§ **REQUIREMENT**: All of the entries are to be returned word for word.

§ **RECORD EXCERPTS**:
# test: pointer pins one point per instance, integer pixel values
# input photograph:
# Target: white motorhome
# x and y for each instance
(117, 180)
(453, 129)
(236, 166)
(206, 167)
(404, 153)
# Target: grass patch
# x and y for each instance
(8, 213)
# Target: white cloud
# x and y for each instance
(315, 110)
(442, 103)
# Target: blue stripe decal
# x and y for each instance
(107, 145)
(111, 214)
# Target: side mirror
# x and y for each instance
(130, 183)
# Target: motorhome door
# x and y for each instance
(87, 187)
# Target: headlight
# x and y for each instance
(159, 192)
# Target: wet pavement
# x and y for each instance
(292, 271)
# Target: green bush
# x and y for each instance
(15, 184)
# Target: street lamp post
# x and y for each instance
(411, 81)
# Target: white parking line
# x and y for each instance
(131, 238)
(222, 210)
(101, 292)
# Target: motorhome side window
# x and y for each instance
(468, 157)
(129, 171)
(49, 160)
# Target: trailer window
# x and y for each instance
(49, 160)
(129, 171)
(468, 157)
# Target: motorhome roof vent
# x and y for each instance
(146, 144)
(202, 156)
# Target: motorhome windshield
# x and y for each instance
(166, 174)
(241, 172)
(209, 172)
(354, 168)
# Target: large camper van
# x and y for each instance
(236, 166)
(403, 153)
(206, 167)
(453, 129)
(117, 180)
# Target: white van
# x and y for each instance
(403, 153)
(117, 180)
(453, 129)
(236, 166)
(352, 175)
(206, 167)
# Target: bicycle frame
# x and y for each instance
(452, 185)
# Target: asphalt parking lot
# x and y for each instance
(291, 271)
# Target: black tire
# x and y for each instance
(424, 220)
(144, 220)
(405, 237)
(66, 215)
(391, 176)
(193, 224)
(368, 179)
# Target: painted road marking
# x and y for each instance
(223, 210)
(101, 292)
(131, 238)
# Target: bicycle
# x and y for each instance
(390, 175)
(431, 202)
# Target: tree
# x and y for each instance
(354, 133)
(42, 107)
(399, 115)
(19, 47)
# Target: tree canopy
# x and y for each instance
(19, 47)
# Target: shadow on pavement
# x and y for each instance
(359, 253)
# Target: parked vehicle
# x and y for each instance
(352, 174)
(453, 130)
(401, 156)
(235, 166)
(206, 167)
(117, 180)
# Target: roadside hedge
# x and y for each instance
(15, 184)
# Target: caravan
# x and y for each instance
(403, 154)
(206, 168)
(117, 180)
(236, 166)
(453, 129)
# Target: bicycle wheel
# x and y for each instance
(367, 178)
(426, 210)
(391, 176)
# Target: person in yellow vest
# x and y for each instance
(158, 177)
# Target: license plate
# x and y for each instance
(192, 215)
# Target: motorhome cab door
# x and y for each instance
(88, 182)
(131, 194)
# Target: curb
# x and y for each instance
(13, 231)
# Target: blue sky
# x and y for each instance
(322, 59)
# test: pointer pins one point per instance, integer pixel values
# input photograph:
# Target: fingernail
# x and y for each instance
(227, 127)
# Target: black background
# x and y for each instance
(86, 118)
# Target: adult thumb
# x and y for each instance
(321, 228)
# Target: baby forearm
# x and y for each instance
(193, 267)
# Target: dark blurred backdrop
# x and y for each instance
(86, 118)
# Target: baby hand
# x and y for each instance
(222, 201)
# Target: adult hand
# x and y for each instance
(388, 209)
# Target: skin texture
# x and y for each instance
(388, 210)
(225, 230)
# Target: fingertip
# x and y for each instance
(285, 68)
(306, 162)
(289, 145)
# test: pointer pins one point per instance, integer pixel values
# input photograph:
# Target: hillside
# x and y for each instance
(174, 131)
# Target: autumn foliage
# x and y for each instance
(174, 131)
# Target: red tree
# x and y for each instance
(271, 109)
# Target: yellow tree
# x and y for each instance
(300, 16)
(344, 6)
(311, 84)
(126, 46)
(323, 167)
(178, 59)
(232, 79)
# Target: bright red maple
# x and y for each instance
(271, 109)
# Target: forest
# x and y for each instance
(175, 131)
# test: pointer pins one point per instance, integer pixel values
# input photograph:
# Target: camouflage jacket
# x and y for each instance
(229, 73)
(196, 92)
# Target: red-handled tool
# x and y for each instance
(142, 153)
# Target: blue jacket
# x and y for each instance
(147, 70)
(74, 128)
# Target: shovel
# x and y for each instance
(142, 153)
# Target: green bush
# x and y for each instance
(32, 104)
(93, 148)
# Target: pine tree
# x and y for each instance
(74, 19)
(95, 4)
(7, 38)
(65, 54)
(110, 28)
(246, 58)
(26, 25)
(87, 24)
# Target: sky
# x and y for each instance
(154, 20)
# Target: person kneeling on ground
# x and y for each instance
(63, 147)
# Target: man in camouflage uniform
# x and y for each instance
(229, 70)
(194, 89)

§ **RESPONSE AREA**:
# test: pointer pins one point per instance, integer pixel values
# input photograph:
# Target: white motorhome
# x and y for each instance
(117, 180)
(453, 129)
(236, 166)
(206, 167)
(404, 153)
# Target: grass patch
# x and y for each instance
(8, 213)
# Target: white cloud
# x and y for each instance
(315, 110)
(442, 103)
# Target: blue stripe decal
# x and y for each instance
(107, 145)
(111, 214)
# Target: side mirror
# x and y for each instance
(130, 183)
# Target: motorhome door
# x and y for each instance
(87, 187)
# Target: headlight
# x and y for each instance
(159, 192)
# Target: wet pavement
# x and y for each instance
(292, 271)
# Target: green bush
# x and y for each instance
(15, 184)
# Target: street lamp post
# x and y for each instance
(411, 81)
# Target: white parking line
# x and y for each instance
(131, 238)
(222, 210)
(101, 292)
# Target: motorhome side window
# x and y for each instance
(468, 157)
(129, 171)
(49, 160)
# Target: trailer window
# x and y for each instance
(49, 160)
(129, 171)
(468, 157)
# Target: motorhome roof vent
# x and y for each instance
(146, 144)
(202, 156)
# Target: motorhome windshield
# x and y for each instance
(166, 174)
(241, 172)
(209, 172)
(354, 168)
# Target: large camper van
# x and y for each instance
(236, 166)
(403, 153)
(206, 167)
(453, 129)
(117, 180)
# Target: white van
# x and y for each instance
(403, 153)
(117, 180)
(453, 129)
(236, 166)
(352, 175)
(206, 167)
# Target: bicycle frame
# x and y for each instance
(452, 185)
# Target: asphalt parking lot
# x and y for each instance
(291, 271)
# Target: black tire
# x and y for each instance
(424, 220)
(144, 220)
(405, 237)
(66, 215)
(391, 176)
(193, 224)
(368, 179)
# Target: painted road marking
# x and y for each instance
(223, 210)
(101, 292)
(131, 238)
# Target: bicycle
# x and y for each instance
(390, 175)
(431, 202)
# Target: tree
# x and y for each instance
(354, 133)
(42, 107)
(399, 115)
(19, 47)
# Target: tree canopy
# x and y for each instance
(19, 47)
# Target: shadow on pavement
# x and y for each instance
(359, 253)
# Target: parked vehicle
# x and y for each instance
(352, 174)
(453, 130)
(401, 156)
(235, 166)
(206, 167)
(117, 180)
# Target: roadside hedge
# x and y for each instance
(15, 184)
# Target: caravan
# x and y for each instance
(403, 154)
(206, 168)
(117, 180)
(236, 166)
(453, 129)
# Target: bicycle wheel
# x and y for each instance
(367, 178)
(426, 210)
(391, 176)
# Target: person in yellow vest
# x and y for each instance
(158, 177)
# Target: license plate
# x and y for each instance
(192, 215)
# Target: motorhome cab door
# x and y for each instance
(88, 182)
(131, 194)
# Target: curb
# x and y for each instance
(13, 231)
# Target: blue sky
# x and y for each instance
(322, 59)
# test: pointer pins one point per instance, integer pixel values
# input photograph:
# Target: fingernail
# x and y for each instance
(227, 127)
# Target: black background
# x and y for each instance
(86, 118)
# Target: adult thumb
# x and y for each instance
(321, 228)
# Target: baby forearm
# x and y for each instance
(193, 267)
# Target: dark blurred backdrop
# x and y for each instance
(86, 118)
# Target: baby hand
# x and y for each instance
(222, 201)
# Target: adult hand
# x and y for each instance
(388, 209)
# Target: skin texture
# x and y for each instance
(388, 210)
(225, 230)
# Target: fingertip
# x and y for each instance
(285, 68)
(306, 162)
(289, 145)
# test: pointer pins one point per instance, integer pixel values
# input photograph:
# Target: hillside
# x and y for each instance
(174, 131)
# Target: autumn foliage
# x and y for each instance
(174, 131)
# Target: red tree
# x and y for each instance
(271, 109)
# Target: yellow tree
# x and y for each instance
(300, 16)
(344, 6)
(311, 84)
(126, 46)
(323, 167)
(178, 59)
(232, 79)
# Target: bright red maple
# x and y for each instance
(271, 109)
# Target: forest
# x and y for each instance
(175, 131)
# test: pointer pins one point per instance, integer pixel values
# input photograph:
# Target: camouflage jacket
# x and y for each instance
(229, 73)
(196, 92)
# Target: red-handled tool
# x and y for each instance
(142, 153)
# Target: blue jacket
# x and y for each instance
(147, 70)
(74, 128)
# Target: shovel
# x and y for each instance
(142, 153)
# Target: green bush
# x and y for each instance
(32, 104)
(93, 148)
# Target: pine tree
# x and y for each instance
(74, 19)
(95, 4)
(7, 38)
(65, 54)
(110, 28)
(246, 58)
(26, 25)
(87, 24)
# Target: sky
# x and y for each instance
(154, 20)
# Target: person kneeling on ground
# x and y for each instance
(63, 147)
# Target: man in camouflage uniform
# x and y for each instance
(229, 70)
(194, 89)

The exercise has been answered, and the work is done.